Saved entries
________

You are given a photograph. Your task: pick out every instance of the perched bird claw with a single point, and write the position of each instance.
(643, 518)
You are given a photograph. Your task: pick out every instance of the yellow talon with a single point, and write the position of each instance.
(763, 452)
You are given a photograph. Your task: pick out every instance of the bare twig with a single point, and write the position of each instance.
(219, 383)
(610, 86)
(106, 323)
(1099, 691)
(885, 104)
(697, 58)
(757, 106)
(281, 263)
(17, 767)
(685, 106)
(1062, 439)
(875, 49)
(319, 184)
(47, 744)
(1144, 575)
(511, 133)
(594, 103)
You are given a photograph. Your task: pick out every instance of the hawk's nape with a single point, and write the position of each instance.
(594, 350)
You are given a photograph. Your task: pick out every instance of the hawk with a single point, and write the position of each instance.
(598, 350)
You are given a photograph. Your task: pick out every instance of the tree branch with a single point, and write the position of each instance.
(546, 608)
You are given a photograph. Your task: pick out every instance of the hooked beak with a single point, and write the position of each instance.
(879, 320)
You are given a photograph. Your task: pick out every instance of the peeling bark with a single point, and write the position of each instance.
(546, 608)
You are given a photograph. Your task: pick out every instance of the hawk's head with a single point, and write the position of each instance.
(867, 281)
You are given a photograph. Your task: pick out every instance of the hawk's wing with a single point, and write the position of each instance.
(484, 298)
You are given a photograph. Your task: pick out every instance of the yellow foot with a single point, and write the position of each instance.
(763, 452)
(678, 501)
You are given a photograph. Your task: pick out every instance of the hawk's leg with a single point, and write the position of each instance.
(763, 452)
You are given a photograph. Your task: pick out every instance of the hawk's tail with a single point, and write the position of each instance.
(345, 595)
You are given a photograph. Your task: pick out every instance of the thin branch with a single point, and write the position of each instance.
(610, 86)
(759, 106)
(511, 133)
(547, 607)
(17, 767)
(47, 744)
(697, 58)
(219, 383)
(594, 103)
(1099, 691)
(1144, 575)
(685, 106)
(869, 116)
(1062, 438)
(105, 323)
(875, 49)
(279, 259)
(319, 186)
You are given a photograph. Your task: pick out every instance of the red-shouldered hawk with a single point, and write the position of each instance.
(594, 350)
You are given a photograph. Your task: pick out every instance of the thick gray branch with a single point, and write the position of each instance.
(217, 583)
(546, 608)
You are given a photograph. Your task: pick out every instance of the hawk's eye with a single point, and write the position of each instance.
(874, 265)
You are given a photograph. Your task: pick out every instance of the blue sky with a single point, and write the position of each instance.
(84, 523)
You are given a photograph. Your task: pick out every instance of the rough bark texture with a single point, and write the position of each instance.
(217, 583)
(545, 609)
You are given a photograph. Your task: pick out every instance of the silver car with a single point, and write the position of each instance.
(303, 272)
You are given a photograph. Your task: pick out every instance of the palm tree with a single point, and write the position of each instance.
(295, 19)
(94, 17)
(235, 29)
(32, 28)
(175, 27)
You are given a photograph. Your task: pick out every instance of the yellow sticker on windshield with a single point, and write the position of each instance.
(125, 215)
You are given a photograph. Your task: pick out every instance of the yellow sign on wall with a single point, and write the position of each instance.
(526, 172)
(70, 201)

________

**Work to be completed**
Give back every line of the data exactly.

**Completed task**
You are given a photograph. Your task: pick out every instance of the perched bird claw with a single point, and write the position of each instance.
(643, 518)
You are given a photograph. Your task: pick out every instance of the yellow talon with a single point, and write the position of each instance.
(763, 452)
You are given a photograph. Your task: pick out every instance of the bare twig with a single point, and write the position of each instance.
(219, 383)
(610, 86)
(106, 323)
(1099, 691)
(885, 104)
(697, 58)
(757, 106)
(281, 263)
(17, 767)
(685, 106)
(1062, 439)
(875, 49)
(319, 184)
(47, 744)
(1144, 575)
(511, 133)
(594, 103)
You are given a photograph. Your task: pick out every instance of the hawk's nape with a single point, and write the position of each instance.
(594, 350)
You are given a photograph. Your task: pick out every instance of the hawk with a single point, and write the position of each instance.
(598, 350)
You are given a photograph. Your task: pick out every instance of the tree branch with a single point, and write the position of each instance.
(546, 608)
You are given a photograph. Your task: pick out every instance of the hooked beak with a single point, and write the position of each instance.
(879, 320)
You are given a photograph. Your task: pick out every instance of the peeling bark with a single point, and write the position of each instance.
(546, 608)
You are given a photograph. Your task: pick out every instance of the hawk's head with a single point, and write the position of each instance.
(867, 281)
You are given a photograph. Your task: pick out every instance of the hawk's wing with a single point, and write the position of each instance.
(484, 298)
You are given a photograph. Your task: pick out every instance of the yellow foot with a single point, and write the position of each instance.
(763, 452)
(678, 501)
You are given a photograph. Your task: pick out every instance of the hawk's leg with a single point, and write the position of each instance.
(763, 452)
You are given a photograph. Your task: pick out every instance of the hawk's tail with a single point, and write the position of each instance.
(345, 595)
You are given a photograph. Your task: pick out every instance of the thin branch with a single point, and write the position of each instance.
(610, 86)
(759, 106)
(511, 133)
(547, 607)
(17, 767)
(47, 744)
(697, 58)
(219, 383)
(594, 103)
(1099, 691)
(1144, 575)
(685, 106)
(869, 116)
(1062, 438)
(105, 323)
(875, 49)
(279, 259)
(319, 186)
You are given a photograph. Your task: pick out every instance of the red-shouldered hawk with a single point, and write the position of each instance.
(594, 350)
You are given a photograph. Your task: pick out every instance of the thick gray branch with a single point, and write the position of each instance.
(217, 583)
(546, 608)
You are given a photograph. Your task: pick out every instance of the hawk's eye with a single point, and write the position of each instance.
(874, 265)
You are given a photograph. Your task: pick out every instance of the blue sky with a single point, and write the position of each instance.
(84, 523)
You are given a photograph. Your task: pick out every instance of the rough bark texture with a single point, and write the position of each instance.
(217, 583)
(545, 609)
You are given a photograph. Your task: pick out every instance of the silver car with a single point, and write the position of each instance.
(303, 272)
You are given a photograph. Your task: pick out every instance of the palm tree with a single point, and write the position of each instance.
(295, 19)
(94, 17)
(235, 29)
(32, 28)
(175, 27)
You are given a photograph. Your task: pick out every instance of the yellow sticker on windshield with a single point, and write the position of each instance.
(125, 215)
You are given a photograph. Your task: pick out every instance of the yellow sign on wall with a single point, and write the position of each instance.
(526, 172)
(70, 201)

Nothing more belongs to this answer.